You may already know this, but Gunnars are essentially Waterfords (made in the same factory buy the same workers), just with less 'finish' work. The paint process is exactly the same (I know this because I inquired - might still have the email response if you're interested). 

Also, for about $375 more they'll do custom. Might be a consideration of you wanted to duplicate the Roubaix. All things considered, I think a buyer would be hard pressed to beat a Gunnar for the price.


----------



## CEARACING (Sep 5, 2011)

gtpharr said:


> I was looking at Spec website and noticed that Tarmac SL4 Pro frame shows a price of $3000 while the Roubaix SL3 Pro frame is listed at $2200.
> 
> If you buy a complete Pro level bike the price for Tarmac Pro and Roubaix Pro is the same at $5300-$5500.
> 
> ...


I dont understand too, the roubaix must be more expensive because of the zertz insertions


----------



## BikerNutz77 (Sep 10, 2011)

gtpharr said:


> Thanks for all the replies. I figured it was one of the following 3 options:
> 
> 1. Price error on one of the 2 Pro level frames
> 2. Spesh is offering a better deal on the Tarmac Pro bike than they are on the Roubaix Pro bike
> ...

■ **Information supplied**
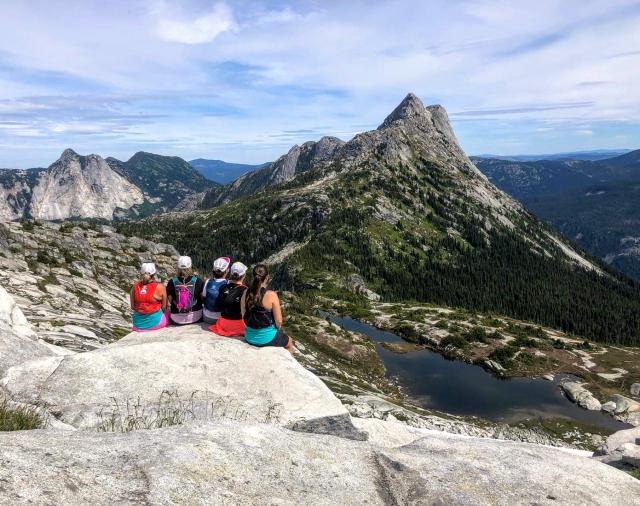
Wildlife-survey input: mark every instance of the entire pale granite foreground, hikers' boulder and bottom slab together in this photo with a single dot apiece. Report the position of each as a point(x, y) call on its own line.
point(232, 424)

■ **Problem 1**
According to the forum thread above the data, why are Gunnars essentially Waterfords, and how does the first poster know the paint process is the same?
■ **Problem 2**
Shorten the paragraph of the forum thread that begins "Also, for about $375 more" while keeping its main facts.

■ **Worked solution 1**
Gunnars are made in the same factory by the same workers as Waterfords and differ only in having less finish work. The poster knows the paint process is identical because they asked and received an email response.

■ **Worked solution 2**
Custom work costs about $375 more and could help duplicate the Roubaix. Overall, a Gunnar is hard to beat for the price.